BEGIN EXCERPT TO READ

On AWS vs Azure, Vendor Lock-In and Pricing Confusion - Part 1

It’s about time that I wrote up my experiences using cloud hosting somewhere other than in a book. I’ve used both AWS and Azure extensively in a professional capacity. For example, I helped build a distributed video upload and transcoding system for a company on AWS (annoyingly just before Elastic Transcoder was released, which would have simplified things). I’ve run multiple startups on Azure and this blog also runs on Azure (although it previously ran on AWS).

These cloud platforms all have their quirks, which you tend to only learn about the hard way after some time. AWS is better for some things and Azure leads in other areas. Some services are easy to migrate to another host and others lock you in to a platform. Pricing is universally complicated. It’s always hard to calculate costs and there are many confusing options to choose from that can save you a lot of money.

This is a big topic so I’ve split this post into a three part trilogy:


This post only covers cloud computing options, but they are not the only fruit. Dedicated or co-located hosting can be a far cheaper option if you have a very consistent load profile and have the skills to manage the servers. If you don’t need the convenience of cloud hosting (being able to instantly create a new server and scale up quickly to meet spikes in demand) then it may not be the best value option. There are ways to reduce your bill but it’s hard to compete with the price / performance characteristics of bare metal. Hybrid approaches are available and I’ve built systems that combine dedicated VPS hosting with cloud instances, but this is beyond the scope of these posts.

I won’t cover Google’s cloud offerings as I haven’t used them. They were traditionally very restrictive on what languages you could use but this is changing. All cloud hosting is a moving target, so what is best today may not be the optimal solution next year. This is why you should try to not lock yourself in to a particular vendor and stay generic. You may want to move provider for additional capabilities or because another platform offers more competitive pricing.

AWS vs Azure

Amazon Web Services (AWS) is the most mature of the cloud hosting providers. They traditionally focused on Linux and Infrastructure as a Service (IaaS), providing instances and storage for you to do with what you like. Today they offer a huge variety of products, including many Platform as a Service (PaaS) offerings at a higher level of abstraction.

AWS logo

Azure is Microsoft’s cloud service and came later to the party. It used to suck but has improved dramatically in recent years and Microsoft have put the whole company behind it. As you would expect, it has more of a focus on Windows servers. There’s a comparison from Microsoft on Azure vs AWS but this is probably biased.

END EXCERPT TO READ
BEGIN SUPPLIED INFORMATION

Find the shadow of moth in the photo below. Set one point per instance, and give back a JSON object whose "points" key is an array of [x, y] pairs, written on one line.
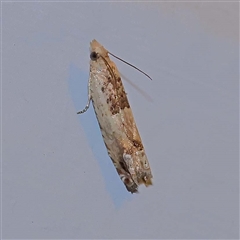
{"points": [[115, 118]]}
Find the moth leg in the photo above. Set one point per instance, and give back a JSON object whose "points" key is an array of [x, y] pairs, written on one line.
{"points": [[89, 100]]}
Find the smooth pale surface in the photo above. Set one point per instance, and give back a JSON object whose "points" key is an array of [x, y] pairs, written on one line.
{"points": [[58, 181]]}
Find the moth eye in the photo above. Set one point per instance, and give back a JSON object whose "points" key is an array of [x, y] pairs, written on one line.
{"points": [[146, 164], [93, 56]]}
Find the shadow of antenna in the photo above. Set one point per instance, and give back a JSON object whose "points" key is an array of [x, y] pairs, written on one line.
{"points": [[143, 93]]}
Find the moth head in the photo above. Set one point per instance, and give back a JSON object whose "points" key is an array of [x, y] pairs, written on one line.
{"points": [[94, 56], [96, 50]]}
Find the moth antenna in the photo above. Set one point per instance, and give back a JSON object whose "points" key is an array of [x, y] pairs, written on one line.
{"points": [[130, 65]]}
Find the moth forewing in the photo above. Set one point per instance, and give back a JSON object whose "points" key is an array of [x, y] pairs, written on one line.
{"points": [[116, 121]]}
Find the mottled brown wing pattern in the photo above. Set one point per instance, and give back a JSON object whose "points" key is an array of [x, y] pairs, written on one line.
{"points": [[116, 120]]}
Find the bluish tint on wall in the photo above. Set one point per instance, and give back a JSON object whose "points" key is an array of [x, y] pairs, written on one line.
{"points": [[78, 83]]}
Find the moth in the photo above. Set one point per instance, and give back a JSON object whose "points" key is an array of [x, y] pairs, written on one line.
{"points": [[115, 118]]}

END SUPPLIED INFORMATION

__SET EXERCISE 1__:
Answer these about the cloud hosting post:
(a) What kind of system did the author help build for a company on AWS?
(b) Under what conditions can dedicated or co-located hosting be a far cheaper option?
(c) What did Amazon Web Services traditionally focus on?
__SET EXERCISE 2__:
Write the next part of the cloud hosting post, continuing on from its final sentence.
The listing has nothing to do with the cloud hosting post.

__OUTPUT 1__:
(a) A distributed video upload and transcoding system.
(b) When you have a very consistent load profile and the skills to manage the servers.
(c) Linux and Infrastructure as a Service (IaaS).

__OUTPUT 2__:
Azure logo

Clearly, I’ve already started generalising. AWS offers Windows instances and Linux runs on Azure. When I make sweeping statements like these what I mean is that one provider excels in this area more than the other, not that it isn’t offered by both. It is important to understand where the focus of a cloud host lies and what they will spend the most effort on polishing. For example, running Windows servers on AWS is sub-optimal (particularly at the bootstrapping phase) and although you can run .NET apps on Elastic Beanstalk it’s easier on Azure. If a company is dogfooding and using the same OS as you for their hypervisor then they will obviously be optimising for that platform.

PaaS vs Iaas

Both hosts offer services at various layers of abstraction but some are stronger on a particular provider. These higher level products run on the same infrastructure that you can rent but required less work from you. If you’re not careful they can also lock you in, which I’ll write more about in part two.

In my experience, AWS is stronger with IaaS and Azure is better at PaaS (where you don’t manage the server directly), although this depends on the workload and software dependencies. For example, if your web app can use SQL Server then Azure is great but if it requires MySQL (like WordPress) then AWS is better. You would need to use a third party provider for your database on Azure but AWS supports it natively. AWS RDS has added SQL Server support and also offers a high performance MySQL-compatible relational database called Aurora.


If you have a global presence then getting your content close to users if very important for performance. Azure currently serves more regions than AWS.

Azure regions map

AWS has less regions but they are similarly distributed and more are always opening. No all services are available in all regions (this is also true for Azure), full details are here.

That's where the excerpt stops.